### Exercice proposé A
Indiquez si le passage confirme chacune des affirmations suivantes, en répondant par oui ou par non et en citant mot pour mot les termes qui tranchent : (i) François Xavier pouvait se trouver, le même jour et à la même heure, en Chine et au Japon ; (ii) M. Milman est secrétaire adjoint de la Chambre des lords ; (iii) M. Milman touche 38,000 fr. de traitement.
### Exercice proposé B
Transcrivez fidèlement le passage depuis « On a déjà bien » jusqu'à « dernier des mécréants. » inclus.

### Passage cité
* * * * *

On a déjà bien du mal à s’accommoder de sa femme, mais que serait-ce, grand Dieu ! si ces gentils produits, destinés par le Créateur à exercer la patience masculine, parvenaient à se dédoubler, à être deux à la fois, à se multiplier autour de nous ?
Un tel phénomène, bien troublant et assurément fort redoutable pour le repos des hommes, a paru impossible jusqu’ici. On ne connaît guère que le bon Dieu qui soit capable de se manifester sous trois formes différentes, et, pour ce qui est du dédoublement de la personnalité, il faut remonter jusqu’à François Xavier, jésuite, pour en avoir un exemple.
On sait, en effet, que ce saint homme avait la faculté de se trouver, le même jour et à la même heure, en Chine et au Japon, fait certifié dans les annales de la Compagnie et qu’on ne saurait mettre en doute sans être le dernier des mécréants.
Or, voici qu’une femme possède aujourd’hui cette étonnante propriété. C’est l’épouse de M. Milman, chevalier du Bain et secrétaire adjoint de la Chambre des communes, logé à Westminster et jouissant de 38,000 fr. de traitement.
Le bruit s’étant répandu que Mme Milman était double et pouvait, tout en gardant la chambre, se promener en même temps dans la cour du palais, on a interrogé cette dame au sujet de ce fait extraordinaire.

* * * * *

### Extraits d'enregistrements
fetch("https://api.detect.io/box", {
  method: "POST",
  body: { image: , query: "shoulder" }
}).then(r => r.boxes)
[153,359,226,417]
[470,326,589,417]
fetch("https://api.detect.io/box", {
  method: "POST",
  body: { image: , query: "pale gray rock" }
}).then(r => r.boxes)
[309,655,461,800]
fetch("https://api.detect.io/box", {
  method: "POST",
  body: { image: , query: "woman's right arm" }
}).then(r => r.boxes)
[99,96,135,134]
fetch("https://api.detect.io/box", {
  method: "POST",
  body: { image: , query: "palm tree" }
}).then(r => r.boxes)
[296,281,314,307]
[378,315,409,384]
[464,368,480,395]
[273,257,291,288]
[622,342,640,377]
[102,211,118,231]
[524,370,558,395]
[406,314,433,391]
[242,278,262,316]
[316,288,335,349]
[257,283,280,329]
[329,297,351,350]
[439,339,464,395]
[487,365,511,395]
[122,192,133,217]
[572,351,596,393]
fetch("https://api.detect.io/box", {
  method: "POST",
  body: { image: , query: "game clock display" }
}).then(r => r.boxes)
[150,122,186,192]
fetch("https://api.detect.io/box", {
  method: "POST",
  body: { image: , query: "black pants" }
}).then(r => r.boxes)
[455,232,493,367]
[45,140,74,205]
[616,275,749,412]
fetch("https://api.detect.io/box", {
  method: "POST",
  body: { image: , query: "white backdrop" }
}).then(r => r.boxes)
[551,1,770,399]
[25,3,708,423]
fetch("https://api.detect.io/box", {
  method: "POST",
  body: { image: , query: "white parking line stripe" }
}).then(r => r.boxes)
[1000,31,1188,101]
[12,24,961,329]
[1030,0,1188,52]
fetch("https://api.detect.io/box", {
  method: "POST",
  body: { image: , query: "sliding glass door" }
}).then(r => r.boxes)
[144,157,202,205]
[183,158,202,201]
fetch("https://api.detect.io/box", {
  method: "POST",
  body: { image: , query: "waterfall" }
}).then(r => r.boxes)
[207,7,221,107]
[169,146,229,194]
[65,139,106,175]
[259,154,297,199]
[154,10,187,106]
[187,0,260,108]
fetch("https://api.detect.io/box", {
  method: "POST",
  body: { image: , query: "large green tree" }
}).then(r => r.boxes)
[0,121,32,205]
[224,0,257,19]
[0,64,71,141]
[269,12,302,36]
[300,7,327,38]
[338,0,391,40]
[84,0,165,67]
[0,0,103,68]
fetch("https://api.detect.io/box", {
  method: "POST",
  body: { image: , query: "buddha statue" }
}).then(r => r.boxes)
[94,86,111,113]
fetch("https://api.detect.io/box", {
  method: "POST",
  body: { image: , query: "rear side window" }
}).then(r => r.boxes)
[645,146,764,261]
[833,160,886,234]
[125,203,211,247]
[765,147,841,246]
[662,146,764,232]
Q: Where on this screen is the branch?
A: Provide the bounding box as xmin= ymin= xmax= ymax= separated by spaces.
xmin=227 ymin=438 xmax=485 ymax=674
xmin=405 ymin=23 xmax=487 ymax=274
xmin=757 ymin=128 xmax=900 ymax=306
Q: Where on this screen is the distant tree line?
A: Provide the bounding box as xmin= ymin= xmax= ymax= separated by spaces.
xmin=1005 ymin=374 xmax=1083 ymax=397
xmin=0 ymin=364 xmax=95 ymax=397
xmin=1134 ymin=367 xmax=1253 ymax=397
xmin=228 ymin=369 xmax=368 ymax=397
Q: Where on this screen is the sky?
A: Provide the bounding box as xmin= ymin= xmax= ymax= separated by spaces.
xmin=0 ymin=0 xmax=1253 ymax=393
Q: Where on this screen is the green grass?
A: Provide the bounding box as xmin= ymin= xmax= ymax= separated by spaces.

* * * * *

### Corrigé détaillé A
(i) Oui : « avait la faculté de se trouver, le même jour et à la même heure, en Chine et au Japon »
(ii) Non : « secrétaire adjoint de la Chambre des communes »
(iii) Oui : « jouissant de 38,000 fr. de traitement »

### Corrigé détaillé B
On a déjà bien du mal à s’accommoder de sa femme, mais que serait-ce, grand Dieu ! si ces gentils produits, destinés par le Créateur à exercer la patience masculine, parvenaient à se dédoubler, à être deux à la fois, à se multiplier autour de nous ?
Un tel phénomène, bien troublant et assurément fort redoutable pour le repos des hommes, a paru impossible jusqu’ici. On ne connaît guère que le bon Dieu qui soit capable de se manifester sous trois formes différentes, et, pour ce qui est du dédoublement de la personnalité, il faut remonter jusqu’à François Xavier, jésuite, pour en avoir un exemple.
On sait, en effet, que ce saint homme avait la faculté de se trouver, le même jour et à la même heure, en Chine et au Japon, fait certifié dans les annales de la Compagnie et qu’on ne saurait mettre en doute sans être le dernier des mécréants.